> **WRITTEN PROBLEM 1**:
Name each data provider that the market data text identifies by name.
> **WRITTEN PROBLEM 2**:
From the market data text, repeat word for word the part that opens with the words containing "Delivering real-time market" and closes with "and ballooning costs.".

A Better Way to Stream Pricing to Users

3forge offers a proven path to democratizing market data applications. The result: faster delivery, lower cost, regulatory compliance, and user experiences that scale with the demands of global markets.

The Challenge of Delivering Live Pricing in Capital Markets

Delivering real-time market prices to front-office users sounds straightforward in theory — connect to a data source, authorize users, and display the feed in an application. In practice, it is one of the most complex and resource-intensive engineering challenges faced by financial institutions today. A confluence of issues makes this difficult: licensing restrictions, fragmented sources, massive data volumes, and architectural limits in distribution and visualization. Each dimension introduces unique hurdles that, if not addressed holistically, can result in brittle systems, compliance risk, and ballooning costs.

1. The Licensing Conundrum

Market data licensing is not only expensive but also deeply restrictive. Exchanges, venues, and third-party data vendors each impose their own rules for how data can be consumed, redistributed, and reported.

  • Per-user entitlements: Some providers only allow streams to be provisioned on a per-user basis, forcing firms to establish costly one-to-one relationships between a user and a feed. This makes scaling across hundreds or thousands of traders and analysts prohibitively expensive.
  • Audit and compliance risk: Licensing agreements often require firms to prove at any moment that only entitled users are consuming data. Weak entitlement controls can lead to accidental data leakage, regulatory breaches, and unexpected fees.
  • Operational friction: Entitlement changes, such as onboarding a new analyst or revoking a departing employee’s access, are often manual, error-prone, and slow to implement — the opposite of what trading teams need in fast-moving markets.

Any suitable solution must include fine-grained entitlement controls, integration with identity systems, and auditable enforcement across all applications. Without this, scaling access is simply not sustainable.

2. Diversity of Sources and Symbology

Global trading requires coverage across equities, fixed income, FX, commodities, and derivatives. No single provider covers all markets comprehensively, which means firms rely on a patchwork of vendors.

  • Multiple data providers: Bloomberg, Refinitiv, ICE, CME, and numerous regional exchanges all deliver feeds with different formats, protocols, and latencies.
  • Symbology translation: A single instrument may be represented differently across providers, complicating aggregation and distribution. Mapping these inconsistencies is an endless challenge for internal teams.
  • Engineering overhead: Supporting “many-to-many” distribution (many sources feeding many applications) requires not only feedhandlers but also ongoing maintenance, reconciliation, and version control.

A robust solution must act as a data virtualization layer: ingesting disparate feeds, normalizing symbology, and distributing data seamlessly to downstream systems — without requiring every application team to solve the problem independently.

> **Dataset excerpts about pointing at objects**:

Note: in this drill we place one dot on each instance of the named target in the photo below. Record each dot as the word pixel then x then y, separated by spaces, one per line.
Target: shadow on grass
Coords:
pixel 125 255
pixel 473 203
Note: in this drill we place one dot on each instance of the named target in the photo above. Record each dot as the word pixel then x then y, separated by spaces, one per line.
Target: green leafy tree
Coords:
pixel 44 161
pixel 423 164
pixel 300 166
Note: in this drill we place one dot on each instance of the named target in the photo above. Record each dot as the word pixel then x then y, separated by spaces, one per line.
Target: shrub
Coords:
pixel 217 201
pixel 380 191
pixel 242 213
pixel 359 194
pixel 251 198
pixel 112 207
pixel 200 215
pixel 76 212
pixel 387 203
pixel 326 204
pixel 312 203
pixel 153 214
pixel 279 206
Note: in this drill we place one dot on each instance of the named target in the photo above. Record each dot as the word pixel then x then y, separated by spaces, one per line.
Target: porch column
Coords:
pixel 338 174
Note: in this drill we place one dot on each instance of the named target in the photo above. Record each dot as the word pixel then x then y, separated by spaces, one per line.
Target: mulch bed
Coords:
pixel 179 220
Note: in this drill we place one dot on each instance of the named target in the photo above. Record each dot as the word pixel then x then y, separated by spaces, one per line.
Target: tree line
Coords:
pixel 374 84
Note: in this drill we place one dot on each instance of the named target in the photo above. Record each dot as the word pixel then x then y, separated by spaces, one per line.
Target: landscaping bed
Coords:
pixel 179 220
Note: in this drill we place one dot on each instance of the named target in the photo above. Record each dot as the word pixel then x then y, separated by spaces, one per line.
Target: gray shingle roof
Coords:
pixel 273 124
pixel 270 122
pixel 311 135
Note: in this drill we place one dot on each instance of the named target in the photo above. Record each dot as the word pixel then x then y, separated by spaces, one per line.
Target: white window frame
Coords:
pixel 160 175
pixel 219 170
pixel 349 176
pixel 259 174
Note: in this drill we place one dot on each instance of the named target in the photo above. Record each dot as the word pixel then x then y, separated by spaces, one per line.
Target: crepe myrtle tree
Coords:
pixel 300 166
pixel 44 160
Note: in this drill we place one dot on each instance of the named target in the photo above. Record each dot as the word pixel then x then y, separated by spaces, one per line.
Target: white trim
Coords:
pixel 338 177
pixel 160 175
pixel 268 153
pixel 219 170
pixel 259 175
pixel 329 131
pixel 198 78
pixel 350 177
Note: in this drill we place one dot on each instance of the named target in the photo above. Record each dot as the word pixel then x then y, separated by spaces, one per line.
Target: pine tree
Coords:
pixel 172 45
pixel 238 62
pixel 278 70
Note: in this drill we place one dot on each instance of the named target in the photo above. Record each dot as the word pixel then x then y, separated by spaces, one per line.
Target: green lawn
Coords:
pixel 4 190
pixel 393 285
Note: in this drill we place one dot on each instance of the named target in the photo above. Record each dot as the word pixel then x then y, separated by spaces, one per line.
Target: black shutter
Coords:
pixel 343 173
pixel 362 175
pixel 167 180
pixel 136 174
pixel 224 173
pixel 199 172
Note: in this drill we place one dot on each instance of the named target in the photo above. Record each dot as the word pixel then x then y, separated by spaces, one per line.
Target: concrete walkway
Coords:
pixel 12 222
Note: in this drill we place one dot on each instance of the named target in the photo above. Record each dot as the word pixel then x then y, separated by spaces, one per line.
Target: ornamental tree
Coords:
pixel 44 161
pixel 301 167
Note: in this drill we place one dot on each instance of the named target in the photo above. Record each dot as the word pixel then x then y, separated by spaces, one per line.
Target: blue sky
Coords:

> **EXPECTED OUTPUT 1**:
Bloomberg, Refinitiv, ICE, CME

> **EXPECTED OUTPUT 2**:
Delivering real-time market prices to front-office users sounds straightforward in theory — connect to a data source, authorize users, and display the feed in an application. In practice, it is one of the most complex and resource-intensive engineering challenges faced by financial institutions today. A confluence of issues makes this difficult: licensing restrictions, fragmented sources, massive data volumes, and architectural limits in distribution and visualization. Each dimension introduces unique hurdles that, if not addressed holistically, can result in brittle systems, compliance risk, and ballooning costs.